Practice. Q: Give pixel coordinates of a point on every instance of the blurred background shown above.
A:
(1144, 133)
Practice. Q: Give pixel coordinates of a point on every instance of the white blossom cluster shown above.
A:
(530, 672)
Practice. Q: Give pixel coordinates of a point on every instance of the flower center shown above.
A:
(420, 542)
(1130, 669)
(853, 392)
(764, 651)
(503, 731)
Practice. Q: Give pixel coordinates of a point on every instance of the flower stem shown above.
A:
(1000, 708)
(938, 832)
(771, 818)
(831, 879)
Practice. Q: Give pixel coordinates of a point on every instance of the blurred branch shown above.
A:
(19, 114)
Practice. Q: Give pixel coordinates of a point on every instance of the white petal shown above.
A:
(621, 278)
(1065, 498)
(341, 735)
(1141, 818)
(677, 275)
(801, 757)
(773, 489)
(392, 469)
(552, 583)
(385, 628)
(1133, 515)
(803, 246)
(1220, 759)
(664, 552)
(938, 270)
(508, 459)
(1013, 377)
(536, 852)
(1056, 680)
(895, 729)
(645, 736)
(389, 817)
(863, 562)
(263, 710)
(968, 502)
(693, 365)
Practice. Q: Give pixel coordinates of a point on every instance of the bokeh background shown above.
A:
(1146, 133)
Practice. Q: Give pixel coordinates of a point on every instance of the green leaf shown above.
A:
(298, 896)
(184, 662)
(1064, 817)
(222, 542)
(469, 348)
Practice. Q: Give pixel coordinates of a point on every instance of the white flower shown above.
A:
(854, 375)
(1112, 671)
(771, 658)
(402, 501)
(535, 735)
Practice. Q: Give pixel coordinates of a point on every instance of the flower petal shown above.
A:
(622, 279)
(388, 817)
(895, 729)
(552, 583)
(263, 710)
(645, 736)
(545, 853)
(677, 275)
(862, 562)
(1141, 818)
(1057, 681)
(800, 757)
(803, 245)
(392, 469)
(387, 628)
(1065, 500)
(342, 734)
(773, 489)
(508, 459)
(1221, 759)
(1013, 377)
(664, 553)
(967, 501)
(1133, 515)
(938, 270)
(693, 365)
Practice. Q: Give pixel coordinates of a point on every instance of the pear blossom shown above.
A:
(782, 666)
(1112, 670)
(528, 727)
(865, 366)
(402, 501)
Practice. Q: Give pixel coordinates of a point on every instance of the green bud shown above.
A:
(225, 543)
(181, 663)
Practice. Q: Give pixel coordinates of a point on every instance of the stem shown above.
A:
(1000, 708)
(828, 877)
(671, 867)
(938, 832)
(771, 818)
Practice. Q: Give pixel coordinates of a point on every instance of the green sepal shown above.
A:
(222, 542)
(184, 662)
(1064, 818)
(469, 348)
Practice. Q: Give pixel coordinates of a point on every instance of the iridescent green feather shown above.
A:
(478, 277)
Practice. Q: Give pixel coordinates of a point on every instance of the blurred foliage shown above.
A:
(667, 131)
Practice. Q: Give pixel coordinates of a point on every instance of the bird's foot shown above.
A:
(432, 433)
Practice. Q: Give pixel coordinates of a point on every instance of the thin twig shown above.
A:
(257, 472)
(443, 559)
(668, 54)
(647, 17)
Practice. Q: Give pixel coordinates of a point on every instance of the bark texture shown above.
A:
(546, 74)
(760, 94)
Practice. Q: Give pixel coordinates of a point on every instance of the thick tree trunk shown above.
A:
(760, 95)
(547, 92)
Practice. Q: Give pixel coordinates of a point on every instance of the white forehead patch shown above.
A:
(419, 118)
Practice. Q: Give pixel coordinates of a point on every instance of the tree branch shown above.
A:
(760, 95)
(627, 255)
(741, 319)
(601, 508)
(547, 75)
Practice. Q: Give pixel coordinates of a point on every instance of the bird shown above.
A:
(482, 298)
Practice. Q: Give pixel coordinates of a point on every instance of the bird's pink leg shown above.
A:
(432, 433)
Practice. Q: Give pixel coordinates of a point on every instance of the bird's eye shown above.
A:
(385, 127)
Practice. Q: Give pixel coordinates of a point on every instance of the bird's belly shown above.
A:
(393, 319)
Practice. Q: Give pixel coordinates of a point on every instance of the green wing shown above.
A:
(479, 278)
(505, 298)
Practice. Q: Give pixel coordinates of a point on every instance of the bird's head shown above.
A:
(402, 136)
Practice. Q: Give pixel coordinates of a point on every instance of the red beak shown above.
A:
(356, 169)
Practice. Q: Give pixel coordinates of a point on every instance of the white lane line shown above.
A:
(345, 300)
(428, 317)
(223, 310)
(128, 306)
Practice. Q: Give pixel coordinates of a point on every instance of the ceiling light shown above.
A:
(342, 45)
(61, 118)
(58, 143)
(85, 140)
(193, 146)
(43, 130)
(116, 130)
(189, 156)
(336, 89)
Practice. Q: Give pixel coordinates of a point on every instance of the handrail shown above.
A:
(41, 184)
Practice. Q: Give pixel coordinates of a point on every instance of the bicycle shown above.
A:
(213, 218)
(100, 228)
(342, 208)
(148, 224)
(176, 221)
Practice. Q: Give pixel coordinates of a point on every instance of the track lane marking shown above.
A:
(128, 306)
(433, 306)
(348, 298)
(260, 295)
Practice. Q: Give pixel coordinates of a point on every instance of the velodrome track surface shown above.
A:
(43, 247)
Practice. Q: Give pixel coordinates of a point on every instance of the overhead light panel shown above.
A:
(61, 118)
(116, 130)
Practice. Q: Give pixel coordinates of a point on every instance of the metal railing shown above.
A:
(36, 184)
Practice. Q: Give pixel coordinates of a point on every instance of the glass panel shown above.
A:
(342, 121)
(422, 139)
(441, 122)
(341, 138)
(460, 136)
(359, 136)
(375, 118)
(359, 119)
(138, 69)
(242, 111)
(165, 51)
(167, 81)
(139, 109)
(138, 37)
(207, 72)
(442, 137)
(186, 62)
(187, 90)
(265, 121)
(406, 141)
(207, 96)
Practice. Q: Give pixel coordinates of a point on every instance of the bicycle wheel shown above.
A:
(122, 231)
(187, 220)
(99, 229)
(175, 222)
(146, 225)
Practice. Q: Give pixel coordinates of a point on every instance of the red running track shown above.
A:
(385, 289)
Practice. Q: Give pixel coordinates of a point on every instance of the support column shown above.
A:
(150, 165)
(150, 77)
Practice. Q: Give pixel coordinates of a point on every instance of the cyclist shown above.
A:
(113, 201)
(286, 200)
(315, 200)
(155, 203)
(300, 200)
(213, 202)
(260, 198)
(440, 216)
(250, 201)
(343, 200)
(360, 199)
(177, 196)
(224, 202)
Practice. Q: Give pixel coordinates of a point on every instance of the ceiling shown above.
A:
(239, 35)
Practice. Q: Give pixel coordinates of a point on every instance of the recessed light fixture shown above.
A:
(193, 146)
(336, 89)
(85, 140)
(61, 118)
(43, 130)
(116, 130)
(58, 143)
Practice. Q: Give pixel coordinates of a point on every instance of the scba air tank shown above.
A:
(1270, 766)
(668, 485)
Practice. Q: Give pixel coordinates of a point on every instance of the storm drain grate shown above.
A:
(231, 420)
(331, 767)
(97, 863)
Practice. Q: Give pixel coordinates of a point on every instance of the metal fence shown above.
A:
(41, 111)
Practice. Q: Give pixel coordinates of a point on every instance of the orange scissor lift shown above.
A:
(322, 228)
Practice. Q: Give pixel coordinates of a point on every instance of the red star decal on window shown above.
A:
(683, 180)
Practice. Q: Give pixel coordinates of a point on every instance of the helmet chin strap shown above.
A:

——————————

What you will do = Please format every line of the listing above as a numbered list, leaving out any blank lines.

Finished answer =
1. Practice. Q: Give pixel coordinates of a point on every instance of the blurred background shown above.
2. A:
3. (1144, 133)
4. Practice. Q: Give pixel coordinates of a point on every instance of the white blossom cluster shown above.
5. A:
6. (530, 672)
7. Practice. Q: Give pixel coordinates of a point on every instance of the flower center shown above.
8. A:
9. (420, 542)
10. (1130, 669)
11. (853, 392)
12. (764, 651)
13. (503, 731)
14. Practice. Q: Give pixel coordinates of a point on every instance of the flower stem shown above.
15. A:
16. (1000, 708)
17. (938, 832)
18. (771, 818)
19. (831, 879)
20. Practice. Q: Give pixel coordinates of a point on every instance of the blurred branch shown above.
21. A:
22. (19, 114)
23. Practice. Q: Give pixel coordinates of a point on every instance of the white petal shown above.
24. A:
25. (621, 278)
26. (1065, 498)
27. (341, 735)
28. (1141, 818)
29. (677, 275)
30. (801, 757)
31. (773, 489)
32. (392, 469)
33. (552, 583)
34. (385, 628)
35. (1133, 515)
36. (803, 246)
37. (1220, 759)
38. (664, 552)
39. (938, 270)
40. (508, 459)
41. (1013, 377)
42. (536, 852)
43. (1056, 680)
44. (895, 729)
45. (645, 736)
46. (389, 817)
47. (863, 562)
48. (263, 710)
49. (968, 502)
50. (693, 365)
51. Practice. Q: Give pixel coordinates of a point on every instance of the bokeh background shown above.
52. A:
53. (1146, 133)
54. Practice. Q: Give pixel coordinates of a point on every instance of the green leaf shown above.
55. A:
56. (298, 896)
57. (184, 662)
58. (1064, 817)
59. (222, 542)
60. (469, 348)
61. Practice. Q: Give pixel coordinates of a point on every instance of the white flower shown above.
62. A:
63. (854, 375)
64. (1112, 671)
65. (771, 658)
66. (402, 501)
67. (535, 735)
68. Practice. Q: Give pixel coordinates of a point on every instance of the flower petal shown above.
69. A:
70. (622, 279)
71. (388, 817)
72. (895, 729)
73. (552, 583)
74. (263, 710)
75. (645, 736)
76. (545, 853)
77. (677, 275)
78. (862, 562)
79. (1141, 818)
80. (1057, 681)
81. (800, 757)
82. (803, 245)
83. (392, 469)
84. (387, 628)
85. (1065, 500)
86. (342, 734)
87. (773, 489)
88. (508, 459)
89. (1221, 759)
90. (1013, 377)
91. (664, 553)
92. (967, 501)
93. (1133, 515)
94. (938, 270)
95. (693, 365)
96. Practice. Q: Give pixel coordinates of a point on every instance of the pear blossom shown above.
97. A:
98. (782, 666)
99. (1112, 670)
100. (528, 727)
101. (865, 366)
102. (402, 501)
103. Practice. Q: Give pixel coordinates of a point on every instance of the green bud shown above.
104. A:
105. (225, 543)
106. (181, 663)
107. Practice. Q: Give pixel coordinates of a point on every instance of the stem shown above.
108. A:
109. (1000, 708)
110. (828, 877)
111. (671, 867)
112. (938, 832)
113. (771, 818)
114. Practice. Q: Give pixel coordinates of a point on every instance of the green sepal shown above.
115. A:
116. (222, 542)
117. (184, 662)
118. (1064, 818)
119. (469, 348)
120. Practice. Q: Give pixel coordinates of a point on every instance of the iridescent green feather shown above.
121. A:
122. (478, 277)
123. Practice. Q: Give pixel coordinates of a point on every instance of the blurred foliage shown above.
124. A:
125. (667, 131)
126. Practice. Q: Give pixel coordinates of a point on every instance of the bird's foot shown above.
127. A:
128. (432, 433)
129. Practice. Q: Give pixel coordinates of a point on every instance of the thin twig shown above.
130. A:
131. (257, 472)
132. (443, 559)
133. (668, 54)
134. (647, 17)
135. Practice. Q: Give pixel coordinates of a point on every instance of the bark texture shown above.
136. A:
137. (546, 74)
138. (760, 94)
139. Practice. Q: Give pixel coordinates of a point on every instance of the thick tree trunk shown above.
140. A:
141. (760, 95)
142. (547, 92)
143. Practice. Q: Give pixel coordinates of a point on every instance of the white forehead patch shown above.
144. A:
145. (419, 118)
146. Practice. Q: Give pixel coordinates of a point on every instance of the tree branch shown above.
147. A:
148. (760, 95)
149. (627, 255)
150. (741, 319)
151. (601, 508)
152. (547, 75)
153. Practice. Q: Give pixel coordinates of a point on every instance of the bird shown above.
154. A:
155. (482, 298)
156. Practice. Q: Give pixel coordinates of a point on every instance of the bird's pink leg shown above.
157. A:
158. (432, 433)
159. Practice. Q: Give pixel coordinates of a point on every instance of the bird's eye shown above.
160. A:
161. (385, 127)
162. Practice. Q: Give pixel coordinates of a point on every instance of the bird's belly shown above.
163. A:
164. (393, 319)
165. Practice. Q: Give pixel coordinates of a point on every instance of the green wing shown above.
166. A:
167. (479, 278)
168. (505, 298)
169. Practice. Q: Give pixel coordinates of a point on every instance of the bird's head shown above.
170. A:
171. (402, 136)
172. Practice. Q: Give pixel coordinates of a point on every instance of the red beak shown above.
173. A:
174. (356, 169)
175. Practice. Q: Give pixel coordinates of a point on every instance of the white lane line shown above.
176. A:
177. (345, 300)
178. (428, 317)
179. (223, 310)
180. (128, 306)
181. Practice. Q: Give pixel coordinates of a point on every instance of the ceiling light shown above.
182. A:
183. (342, 45)
184. (61, 118)
185. (58, 143)
186. (85, 140)
187. (193, 146)
188. (43, 130)
189. (116, 130)
190. (189, 156)
191. (336, 89)
192. Practice. Q: Give pixel coordinates of a point on every instance of the handrail shown above.
193. A:
194. (41, 184)
195. Practice. Q: Give pixel coordinates of a point on every instance of the bicycle shown above.
196. A:
197. (213, 218)
198. (100, 228)
199. (342, 208)
200. (148, 224)
201. (176, 221)
202. Practice. Q: Give pixel coordinates of a point on every instance of the track lane marking shown above.
203. A:
204. (128, 306)
205. (433, 306)
206. (348, 298)
207. (260, 295)
208. Practice. Q: Give pixel coordinates of a point on every instance of the velodrome track surface shown above.
209. A:
210. (43, 247)
211. Practice. Q: Give pixel coordinates of a point on every instance of the overhead light panel shown above.
212. A:
213. (61, 118)
214. (116, 130)
215. Practice. Q: Give pixel coordinates of a point on every instance of the metal railing shown above.
216. A:
217. (36, 184)
218. Practice. Q: Give pixel coordinates of a point on every instance of the glass panel shown above.
219. A:
220. (342, 121)
221. (422, 139)
222. (441, 122)
223. (341, 138)
224. (460, 136)
225. (359, 136)
226. (375, 118)
227. (359, 119)
228. (138, 69)
229. (242, 111)
230. (165, 51)
231. (167, 81)
232. (139, 109)
233. (138, 37)
234. (207, 72)
235. (442, 137)
236. (186, 62)
237. (187, 90)
238. (265, 121)
239. (406, 141)
240. (207, 96)
241. Practice. Q: Give pixel coordinates of a point on every instance of the bicycle wheel shown above.
242. A:
243. (122, 231)
244. (187, 220)
245. (99, 229)
246. (175, 222)
247. (146, 225)
248. Practice. Q: Give pixel coordinates of a point on every instance of the red running track shown above.
249. A:
250. (385, 289)
251. Practice. Q: Give pixel coordinates of a point on every instance of the support column shown above.
252. A:
253. (150, 165)
254. (150, 77)
255. Practice. Q: Give pixel coordinates of a point on every instance of the cyclist shown above.
256. A:
257. (113, 201)
258. (286, 200)
259. (315, 200)
260. (155, 203)
261. (300, 200)
262. (213, 202)
263. (260, 198)
264. (440, 216)
265. (250, 201)
266. (343, 200)
267. (360, 199)
268. (177, 196)
269. (224, 202)
270. Practice. Q: Give pixel coordinates of a point on every instance of the ceiling shown above.
271. A:
272. (239, 35)
273. Practice. Q: Give pixel coordinates of a point on every instance of the recessed light fixture shown above.
274. A:
275. (193, 146)
276. (336, 89)
277. (85, 140)
278. (61, 118)
279. (43, 130)
280. (116, 130)
281. (58, 143)
282. Practice. Q: Give pixel coordinates of a point on every instance of the scba air tank shown above.
283. A:
284. (1270, 766)
285. (668, 485)
286. Practice. Q: Give pixel coordinates of a point on every instance of the storm drain grate shown above.
287. A:
288. (231, 420)
289. (331, 767)
290. (97, 863)
291. Practice. Q: Give pixel coordinates of a point on every instance of the metal fence shown above.
292. A:
293. (41, 111)
294. Practice. Q: Give pixel coordinates of a point on every instance of the orange scissor lift shown above.
295. A:
296. (322, 228)
297. Practice. Q: Give pixel coordinates of a point on every instance of the red star decal on window shown above.
298. A:
299. (683, 180)
300. Practice. Q: Give pixel coordinates of a point on every instance of the helmet chin strap shown above.
301. A:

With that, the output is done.